» **Фрагмент текста**
____________________

Это часы, в которые я проклинаю все гонки этого мира, всех конструкторов, гонщиков, гоночных директоров — и не в последнюю очередь себя самого. Но более всего я проклинаю машины, эти блестящие, бездушные чудовища, которые мы одновременно любим–и ненавидим. Эти проклятые коробки, из которых, стоит им начать гореть, никто не выберется живым.
Дело в том, что гоночные машины делаются точно по размеру. Они должны сидеть, как хорошо пошитый костюм. Гонщик не должен ни на миллиметр скользить по своему сиденью. Поэтому формы тела аккуратно запечатлеются в формовочной смеси, и сиденье изготавливается соответствующим образом. Так же, с помощью штангенциркуля и рулетки, для каждого гонщика измеряются педали газа, сцепления и тормоза, и точно выставляются. Так же, под его руки, устанавливается и руль.
В современной гоночной машине сидишь как в клетке. Все свободное пространство используется до миллиметра. Невозможно сесть или вылезти без того, чтобы не снять руль. Хотя для этого и достаточно одного движения–но горе, если при аварии замок погнется, заклинит или повредится и не дает себя открыть. Тогда только что встреченная с восторгом и изумлением гоночная машина превращается в смертельную ловушку… как у Дика Симэна…
Мы все еще ждем в коридоре больницы Спа. На часах 10, потом 11 часов. Дик без сознания. Сердечная деятельность становиться неравномерной. Переживёт ли он ночь…? Наш доктор Глэзер не оставляет его ни на минуту.
Было немного после полуночи, 26 июня 1939 года, когда бледный и утомлённый доктор Глэзер выходит из палаты. Мы встаем, молча смотрим на него, полные ожиданий, полные страха.
Такое впечатление, что доктор Глэзер нас не видит. Его губы движутся, но я слышу только одно слово:
— Все.
Затем он уходит, по бесконечному коридору, медленно, механически. Его шаги скрипят по линолеуму.
Я заключаю Эрику в объятия и крепко прижимаю к себе. Она плачет, молча, без звука. Я могу только обнять ее, слов у меня нет. И я плачу по Джону Ричарду Битти Симэну, моему другу. И я не стыжусь моих слез.

____________________

» **Записи данных**
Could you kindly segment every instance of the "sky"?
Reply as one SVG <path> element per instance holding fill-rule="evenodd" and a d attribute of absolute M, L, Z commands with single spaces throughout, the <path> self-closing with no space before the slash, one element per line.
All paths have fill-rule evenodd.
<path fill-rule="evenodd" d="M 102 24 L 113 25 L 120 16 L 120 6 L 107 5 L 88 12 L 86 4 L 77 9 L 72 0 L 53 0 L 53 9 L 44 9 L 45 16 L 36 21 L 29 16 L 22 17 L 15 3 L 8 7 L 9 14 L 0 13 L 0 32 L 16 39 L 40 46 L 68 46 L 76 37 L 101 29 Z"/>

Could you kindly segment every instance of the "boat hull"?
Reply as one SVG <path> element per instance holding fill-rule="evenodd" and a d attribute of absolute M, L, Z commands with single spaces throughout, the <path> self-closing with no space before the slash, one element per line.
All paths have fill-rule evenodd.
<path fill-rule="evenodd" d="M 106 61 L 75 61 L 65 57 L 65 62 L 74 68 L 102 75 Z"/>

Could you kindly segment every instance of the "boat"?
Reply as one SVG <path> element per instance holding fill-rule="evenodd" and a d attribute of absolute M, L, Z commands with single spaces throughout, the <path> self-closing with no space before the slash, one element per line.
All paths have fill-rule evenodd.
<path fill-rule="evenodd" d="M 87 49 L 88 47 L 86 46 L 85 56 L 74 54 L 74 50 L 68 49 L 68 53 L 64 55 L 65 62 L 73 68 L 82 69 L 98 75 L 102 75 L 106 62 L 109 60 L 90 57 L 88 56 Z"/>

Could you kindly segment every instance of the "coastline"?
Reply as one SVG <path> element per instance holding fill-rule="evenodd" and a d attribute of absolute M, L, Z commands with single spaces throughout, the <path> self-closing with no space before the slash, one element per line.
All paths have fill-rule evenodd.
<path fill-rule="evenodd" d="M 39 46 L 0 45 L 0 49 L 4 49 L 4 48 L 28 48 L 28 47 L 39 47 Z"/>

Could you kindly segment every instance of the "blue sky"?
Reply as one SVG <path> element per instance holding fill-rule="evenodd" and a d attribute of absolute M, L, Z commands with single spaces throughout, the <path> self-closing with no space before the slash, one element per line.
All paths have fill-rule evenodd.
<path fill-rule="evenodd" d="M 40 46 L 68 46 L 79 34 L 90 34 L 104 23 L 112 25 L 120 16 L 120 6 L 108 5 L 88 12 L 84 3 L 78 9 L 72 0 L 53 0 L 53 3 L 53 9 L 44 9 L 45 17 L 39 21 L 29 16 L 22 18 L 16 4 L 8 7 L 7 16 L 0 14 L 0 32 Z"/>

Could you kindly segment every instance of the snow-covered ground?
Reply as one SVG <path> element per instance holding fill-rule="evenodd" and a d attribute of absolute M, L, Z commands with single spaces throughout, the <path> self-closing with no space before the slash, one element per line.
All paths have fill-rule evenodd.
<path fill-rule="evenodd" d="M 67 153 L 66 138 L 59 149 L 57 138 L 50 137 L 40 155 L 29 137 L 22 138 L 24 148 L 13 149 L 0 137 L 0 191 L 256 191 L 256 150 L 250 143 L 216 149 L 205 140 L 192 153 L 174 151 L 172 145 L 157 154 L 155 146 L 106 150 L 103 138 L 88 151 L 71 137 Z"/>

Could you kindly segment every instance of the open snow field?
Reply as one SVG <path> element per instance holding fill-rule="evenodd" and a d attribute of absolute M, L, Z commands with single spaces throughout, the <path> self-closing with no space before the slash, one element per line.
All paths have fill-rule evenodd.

____________________

» **Задания**
1. Переведите на английский язык предложение из фрагмента текста: «Гонщик не должен ни на миллиметр скользить по своему сиденью».
2. Ответьте по фрагменту текста о гонках:
(a) Что измеряют для каждого гонщика штангенциркулем и рулеткой?
(b) Когда доктор Глэзер вышел из палаты?
(c) Какое слово рассказчик услышал от доктора Глэзера?
3. Допишите текст о гибели гонщика Дика Симэна: продолжите его после последнего предложения.

» **Ответы**
1. The driver must not slide even a millimeter in his seat.

2.
(a) Педали газа, сцепления и тормоза.
(b) Немного после полуночи, 26 июня 1939 года.
(c) «Все».

3.
[…]
На кладбище Патни Веллей, на юго–западе Лондона, собралось маленькое скорбящее общество.
На похороны Дика вместе со мной прилетели Херманн Ланг и Манфред фон Браухич. Auto–Union также прислала в Лондон своего представителя. Здесь, у открытой могилы товарища, забыто все соперничество.
А вон там, рядом со своим отцом, под глубокой вуалью, склонившись, стоит тонкая фигура Эрики.
Монотонная речь священника… хорал… глухие удары земли о крышку гроба… и все кончено.
Я еще раз пожимаю Эрике руку. — Не плачьте, Эрика… Вы еще так молоды. Поверьте мне, время лечит все раны!
Эрика устало качает головой.
— Так, как тогда, уже никогда не будет… — тихо говорит она, — в первый раз в моей жизни я была абсолютно счастлива… триста тридцать дней подряд…
Прошли годы. Годы войны, ненависти, разрушений. Был уже 1953 год, когда я снова повстречал Эрику Симэн в Штутгарте, во время встречи старых гонщиков из прошлых времён.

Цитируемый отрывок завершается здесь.